[Given data]
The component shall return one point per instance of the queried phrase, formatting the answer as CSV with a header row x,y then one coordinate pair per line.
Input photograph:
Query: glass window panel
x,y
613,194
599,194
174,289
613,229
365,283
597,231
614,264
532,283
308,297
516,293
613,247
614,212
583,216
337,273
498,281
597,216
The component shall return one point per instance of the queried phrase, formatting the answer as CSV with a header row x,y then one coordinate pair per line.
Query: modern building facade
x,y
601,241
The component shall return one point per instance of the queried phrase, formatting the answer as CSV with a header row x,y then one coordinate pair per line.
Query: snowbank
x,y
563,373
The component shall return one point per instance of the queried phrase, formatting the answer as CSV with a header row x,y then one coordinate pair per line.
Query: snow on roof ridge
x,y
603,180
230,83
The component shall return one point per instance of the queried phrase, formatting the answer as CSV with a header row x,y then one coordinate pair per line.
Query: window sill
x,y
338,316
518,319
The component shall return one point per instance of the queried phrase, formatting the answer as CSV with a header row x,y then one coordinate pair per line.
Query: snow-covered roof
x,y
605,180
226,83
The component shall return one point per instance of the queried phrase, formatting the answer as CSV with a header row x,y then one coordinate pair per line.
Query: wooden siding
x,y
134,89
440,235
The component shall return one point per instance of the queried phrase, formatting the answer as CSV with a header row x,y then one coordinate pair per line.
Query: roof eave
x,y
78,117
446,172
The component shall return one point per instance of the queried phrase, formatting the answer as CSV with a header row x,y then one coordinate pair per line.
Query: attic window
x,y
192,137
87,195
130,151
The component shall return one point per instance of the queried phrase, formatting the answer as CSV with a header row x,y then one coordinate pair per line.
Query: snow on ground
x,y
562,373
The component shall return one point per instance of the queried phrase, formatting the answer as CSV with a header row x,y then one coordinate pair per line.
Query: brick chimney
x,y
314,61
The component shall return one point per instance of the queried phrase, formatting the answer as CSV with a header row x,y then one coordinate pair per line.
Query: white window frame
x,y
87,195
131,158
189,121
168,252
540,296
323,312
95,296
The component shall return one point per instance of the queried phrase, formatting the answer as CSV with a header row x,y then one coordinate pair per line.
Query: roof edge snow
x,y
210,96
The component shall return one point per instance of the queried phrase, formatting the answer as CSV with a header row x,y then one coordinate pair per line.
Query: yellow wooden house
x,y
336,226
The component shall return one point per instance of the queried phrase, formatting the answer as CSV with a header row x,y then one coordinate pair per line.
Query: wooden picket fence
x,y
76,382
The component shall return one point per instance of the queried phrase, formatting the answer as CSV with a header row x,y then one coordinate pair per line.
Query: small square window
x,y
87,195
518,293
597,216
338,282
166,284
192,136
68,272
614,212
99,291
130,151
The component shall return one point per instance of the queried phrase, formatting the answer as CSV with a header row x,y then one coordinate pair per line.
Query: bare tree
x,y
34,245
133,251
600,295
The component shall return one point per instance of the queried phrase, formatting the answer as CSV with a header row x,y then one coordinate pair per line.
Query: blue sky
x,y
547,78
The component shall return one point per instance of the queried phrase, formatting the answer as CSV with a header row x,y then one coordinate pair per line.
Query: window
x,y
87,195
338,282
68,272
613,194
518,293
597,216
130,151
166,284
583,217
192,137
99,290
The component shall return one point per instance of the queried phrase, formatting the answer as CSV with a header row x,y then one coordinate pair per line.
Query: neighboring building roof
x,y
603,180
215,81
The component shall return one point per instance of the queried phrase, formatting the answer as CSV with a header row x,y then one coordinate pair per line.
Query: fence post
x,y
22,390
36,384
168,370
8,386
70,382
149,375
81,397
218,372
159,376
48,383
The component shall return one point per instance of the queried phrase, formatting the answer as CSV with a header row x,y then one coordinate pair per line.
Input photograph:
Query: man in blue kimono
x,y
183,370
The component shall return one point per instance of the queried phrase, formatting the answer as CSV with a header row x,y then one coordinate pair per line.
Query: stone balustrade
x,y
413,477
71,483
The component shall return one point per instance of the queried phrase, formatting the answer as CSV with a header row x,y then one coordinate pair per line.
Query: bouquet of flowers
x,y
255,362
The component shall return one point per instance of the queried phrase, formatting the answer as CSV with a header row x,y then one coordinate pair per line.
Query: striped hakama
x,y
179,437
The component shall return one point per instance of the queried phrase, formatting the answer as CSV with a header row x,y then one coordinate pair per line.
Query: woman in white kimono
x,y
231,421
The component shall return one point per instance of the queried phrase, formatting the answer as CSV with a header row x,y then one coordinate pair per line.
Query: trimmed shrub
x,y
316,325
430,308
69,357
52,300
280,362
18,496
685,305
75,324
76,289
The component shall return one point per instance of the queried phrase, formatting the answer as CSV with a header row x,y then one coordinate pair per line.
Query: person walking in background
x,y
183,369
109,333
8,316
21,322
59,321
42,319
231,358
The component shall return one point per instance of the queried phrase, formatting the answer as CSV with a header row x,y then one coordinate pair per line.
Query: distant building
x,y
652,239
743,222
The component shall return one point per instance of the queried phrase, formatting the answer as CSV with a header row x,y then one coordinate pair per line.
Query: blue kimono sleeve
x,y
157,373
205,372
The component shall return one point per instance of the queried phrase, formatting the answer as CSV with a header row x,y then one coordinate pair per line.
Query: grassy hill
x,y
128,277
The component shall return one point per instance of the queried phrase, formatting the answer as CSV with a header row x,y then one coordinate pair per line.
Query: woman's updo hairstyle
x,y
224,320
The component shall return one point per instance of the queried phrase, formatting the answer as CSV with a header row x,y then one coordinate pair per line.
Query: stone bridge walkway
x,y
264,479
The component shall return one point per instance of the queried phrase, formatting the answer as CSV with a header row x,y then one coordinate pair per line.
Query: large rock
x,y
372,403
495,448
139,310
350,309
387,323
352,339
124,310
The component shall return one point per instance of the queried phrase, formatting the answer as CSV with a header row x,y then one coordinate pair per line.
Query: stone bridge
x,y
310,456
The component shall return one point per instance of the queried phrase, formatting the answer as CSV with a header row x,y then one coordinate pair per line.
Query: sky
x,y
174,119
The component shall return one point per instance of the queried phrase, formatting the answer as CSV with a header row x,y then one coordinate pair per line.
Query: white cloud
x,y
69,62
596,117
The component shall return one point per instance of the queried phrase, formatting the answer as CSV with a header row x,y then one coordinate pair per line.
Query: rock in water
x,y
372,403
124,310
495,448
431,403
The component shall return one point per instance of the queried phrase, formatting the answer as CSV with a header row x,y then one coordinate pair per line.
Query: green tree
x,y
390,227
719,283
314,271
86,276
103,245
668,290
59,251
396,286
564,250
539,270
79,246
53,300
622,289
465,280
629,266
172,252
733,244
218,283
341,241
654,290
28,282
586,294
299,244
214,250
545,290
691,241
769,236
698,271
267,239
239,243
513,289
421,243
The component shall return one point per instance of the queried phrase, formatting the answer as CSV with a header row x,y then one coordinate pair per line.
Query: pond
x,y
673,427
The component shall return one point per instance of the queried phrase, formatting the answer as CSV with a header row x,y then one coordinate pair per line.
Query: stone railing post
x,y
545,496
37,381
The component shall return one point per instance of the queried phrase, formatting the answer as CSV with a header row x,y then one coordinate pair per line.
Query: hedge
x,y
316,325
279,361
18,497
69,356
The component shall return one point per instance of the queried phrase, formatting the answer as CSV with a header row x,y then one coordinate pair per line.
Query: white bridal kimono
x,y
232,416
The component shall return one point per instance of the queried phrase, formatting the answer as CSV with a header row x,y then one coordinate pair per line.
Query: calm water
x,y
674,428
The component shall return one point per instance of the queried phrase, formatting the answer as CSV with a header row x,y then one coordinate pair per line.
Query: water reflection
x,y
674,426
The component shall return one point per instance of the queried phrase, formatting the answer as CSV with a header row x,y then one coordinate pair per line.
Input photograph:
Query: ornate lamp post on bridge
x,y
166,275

[Challenge]
Reproduce every line of the material above exactly.

[Written response]
The component shall return one point per instance of the queried phrase, formatting the answer as CSV with a header row x,y then one coordinate pair per line.
Input photograph:
Query: glass window panel
x,y
613,194
599,194
174,289
613,229
365,283
597,231
614,264
532,283
308,297
516,293
613,247
614,212
583,216
337,273
498,281
597,216
The component shall return one point per instance of the queried phrase, formatting the answer as CSV with a header row x,y then one coordinate pair per line.
Query: modern building facade
x,y
601,241
The component shall return one point per instance of the queried phrase, formatting the answer as CSV with a header row x,y then one coordinate pair per line.
Query: snowbank
x,y
563,373
The component shall return one point per instance of the queried phrase, formatting the answer as CSV with a header row x,y then one coordinate pair per line.
Query: snow on roof ridge
x,y
603,180
230,83
The component shall return one point per instance of the queried phrase, formatting the answer as CSV with a header row x,y then one coordinate pair per line.
Query: window sill
x,y
338,316
518,319
The component shall return one point per instance of the queried phrase, formatting the answer as CSV with a header row x,y then one coordinate pair per line.
Query: snow-covered roof
x,y
605,180
226,83
The component shall return one point per instance of the queried phrase, formatting the answer as CSV with a header row x,y then one coordinate pair per line.
Query: wooden siding
x,y
134,89
440,235
The component shall return one point per instance of the queried phrase, formatting the answer as CSV with a header row x,y then one coordinate pair per line.
Query: roof eave
x,y
78,117
446,172
The component shall return one point per instance of the queried phrase, formatting the answer as CSV with a header row x,y then one coordinate pair per line.
Query: attic window
x,y
192,137
87,195
130,151
The component shall return one point per instance of the queried phrase, formatting the answer as CSV with a header row x,y then one coordinate pair per line.
Query: snow on ground
x,y
562,373
The component shall return one point per instance of the queried phrase, formatting the answer as CSV with a header row x,y then one coordinate pair per line.
Query: brick chimney
x,y
314,61
The component shall return one point per instance of the queried phrase, formatting the answer as CSV with a header row x,y then one coordinate pair per line.
Query: white window frame
x,y
87,195
131,158
189,121
168,252
540,296
323,312
95,296
The component shall return one point per instance of the queried phrase, formatting the answer as CSV with a header row x,y then one coordinate pair per line.
Query: roof edge snow
x,y
210,96
The component shall return one point per instance of the queried phrase, formatting the answer as CSV with a header row x,y then one coordinate pair per line.
Query: yellow wooden house
x,y
336,226
The component shall return one point per instance of the queried phrase, formatting the answer as CSV with a header row x,y then one coordinate pair per line.
Query: wooden picket fence
x,y
76,382
The component shall return one point per instance of the queried phrase, formatting the answer as CSV with a header row x,y then one coordinate pair per line.
Query: small square window
x,y
87,195
518,293
597,216
338,282
166,284
192,136
68,272
614,212
99,291
130,151
The component shall return one point per instance of the queried phrase, formatting the answer as CSV with a header row x,y then one coordinate pair per line.
Query: bare tree
x,y
34,245
133,251
600,295
The component shall return one point per instance of the queried phrase, formatting the answer as CSV with a header row x,y then one coordinate pair per line.
Query: blue sky
x,y
547,78
The component shall return one point per instance of the queried phrase, formatting the answer as CSV with a header row x,y then one coordinate pair per line.
Query: window
x,y
87,195
338,282
68,272
613,194
518,293
597,216
130,151
166,284
583,217
192,137
99,290
The component shall return one point per instance of the queried phrase, formatting the answer as CSV with a header row x,y then one coordinate pair per line.
Query: neighboring building roof
x,y
603,180
215,81
The component shall return one point per instance of the queried phrase, formatting the answer as CSV with a header row x,y then one coordinate pair per line.
Query: fence post
x,y
22,390
36,384
168,370
8,386
70,382
149,375
81,397
218,372
159,376
48,383
The component shall return one point per instance of the queried phrase, formatting the answer as CSV with a header row x,y then one coordinate pair per line.
Input photograph:
Query: man in blue kimono
x,y
183,370
The component shall return one point per instance of the queried phrase, formatting the answer as CSV with a header row x,y then one coordinate pair per line.
Query: stone balustrade
x,y
413,477
71,483
The component shall return one point per instance of the queried phrase, formatting the answer as CSV with a header row x,y then one coordinate pair per line.
Query: bouquet of flowers
x,y
255,362
The component shall return one point per instance of the queried phrase, formatting the answer as CSV with a header row x,y then one coordinate pair per line.
Query: striped hakama
x,y
179,437
The component shall return one point per instance of the queried phrase, formatting the answer as CSV with a header row x,y then one coordinate pair per line.
Query: woman in white kimono
x,y
231,421
The component shall return one point per instance of the queried phrase, formatting the answer as CSV with a header row x,y then one coordinate pair per line.
Query: trimmed shrub
x,y
316,325
430,308
69,357
52,300
280,362
18,496
685,305
75,324
76,289
The component shall return one point per instance of the queried phrase, formatting the answer as CSV with a header row x,y then one coordinate pair per line.
Query: person walking in background
x,y
183,369
109,333
8,316
21,322
59,321
42,319
231,358
The component shall return one point per instance of the queried phrase, formatting the answer as CSV with a header row x,y then one coordinate pair per line.
Query: distant building
x,y
652,239
743,222
The component shall return one point per instance of the queried phrase, formatting the answer as CSV with a header row x,y then one coordinate pair per line.
Query: blue kimono sleeve
x,y
157,373
205,372
The component shall return one point per instance of the queried phrase, formatting the answer as CSV with a header row x,y then one coordinate pair per line.
Query: grassy hill
x,y
128,277
The component shall return one point per instance of the queried phrase, formatting the answer as CSV with a header row x,y then one coordinate pair per line.
Query: woman's updo hairstyle
x,y
224,320
The component shall return one point per instance of the queried phrase, formatting the answer as CSV with a header row x,y then one coordinate pair per line.
Query: stone bridge walkway
x,y
264,479
The component shall return one point per instance of the queried phrase, formatting the answer as CSV with a header row x,y then one coordinate pair per line.
Query: large rock
x,y
372,403
495,448
139,310
350,309
387,323
352,339
124,310
The component shall return one point per instance of the queried phrase, formatting the answer as CSV with a header row x,y then one coordinate pair per line.
Query: stone bridge
x,y
310,456
The component shall return one point per instance of the queried phrase, formatting the answer as CSV with a header row x,y then one coordinate pair per line.
Query: sky
x,y
174,119
The component shall return one point per instance of the queried phrase, formatting the answer as CSV with a header row x,y then one coordinate pair per line.
Query: white cloud
x,y
69,62
596,117
The component shall return one point per instance of the queried phrase, formatting the answer as CSV with a header row x,y then one coordinate pair per line.
Query: rock in water
x,y
372,403
124,310
495,448
431,403
The component shall return one point per instance of the queried phrase, formatting the answer as CSV with a header row x,y then one coordinate pair per line.
Query: green tree
x,y
390,227
719,283
314,271
86,276
103,245
668,290
59,251
396,286
564,250
539,270
79,246
53,300
622,289
465,280
629,266
172,252
733,244
218,283
341,241
654,290
28,282
586,294
299,244
214,250
545,290
691,241
769,236
698,271
267,239
239,243
513,289
421,243
The component shall return one point per instance of the queried phrase, formatting the answer as CSV with a header row x,y then one coordinate pair per line.
Query: pond
x,y
673,427
The component shall return one point per instance of the queried phrase, formatting the answer as CSV with a header row x,y then one coordinate pair per line.
Query: stone railing post
x,y
545,496
37,381
The component shall return one point per instance of the queried phrase, formatting the answer as CSV with a header row x,y then one coordinate pair per line.
Query: hedge
x,y
316,325
279,361
18,497
69,356
The component shall return one point per instance of the queried phrase, formatting the answer as CSV with a header row x,y then one coordinate pair per line.
Query: white bridal kimono
x,y
232,416
The component shall return one point per instance of the queried phrase, formatting the answer as CSV with a header row x,y then one coordinate pair per line.
Query: calm water
x,y
674,428
The component shall return one point per instance of the queried phrase, formatting the answer as CSV with a header row x,y then one coordinate pair per line.
Query: water reflection
x,y
674,426
The component shall return one point per instance of the queried phrase, formatting the answer as CSV with a header row x,y then one coordinate pair per line.
Input photograph:
Query: ornate lamp post on bridge
x,y
166,275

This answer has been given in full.